Entries from a collection
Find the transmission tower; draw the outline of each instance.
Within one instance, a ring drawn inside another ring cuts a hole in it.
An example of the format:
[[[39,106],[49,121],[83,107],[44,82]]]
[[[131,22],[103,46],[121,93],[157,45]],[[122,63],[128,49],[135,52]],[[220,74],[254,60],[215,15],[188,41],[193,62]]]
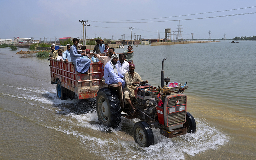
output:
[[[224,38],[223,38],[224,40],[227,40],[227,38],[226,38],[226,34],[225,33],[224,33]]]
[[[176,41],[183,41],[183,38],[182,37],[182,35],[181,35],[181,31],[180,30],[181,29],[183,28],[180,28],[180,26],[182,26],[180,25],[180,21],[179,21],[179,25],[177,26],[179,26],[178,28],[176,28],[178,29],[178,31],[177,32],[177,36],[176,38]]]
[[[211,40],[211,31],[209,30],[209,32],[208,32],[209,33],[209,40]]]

Instructions for the task:
Render all the entries above as a numbered list, leaving out blank lines and the pictures.

Written answer:
1. Find the transmission tower; draw the outline of each instance.
2. Within one instance, a ring drawn inside another ring cuts a hole in it.
3. An example of the format:
4. [[[39,106],[49,121],[83,107],[44,82]]]
5. [[[131,22],[103,46],[121,93],[157,45]],[[122,63],[128,49],[135,52]],[[220,74],[254,60],[215,15],[188,41],[193,62]]]
6. output:
7. [[[224,38],[223,38],[224,40],[227,40],[227,38],[226,38],[226,34],[225,33],[224,33]]]
8. [[[176,41],[183,41],[183,38],[182,37],[182,35],[181,35],[181,31],[180,30],[181,29],[183,28],[180,28],[180,26],[182,26],[180,25],[180,21],[179,21],[179,25],[177,26],[179,26],[178,28],[176,28],[178,29],[178,31],[177,32],[177,36],[176,38]]]
9. [[[211,40],[211,31],[209,30],[209,32],[208,32],[209,33],[209,40]]]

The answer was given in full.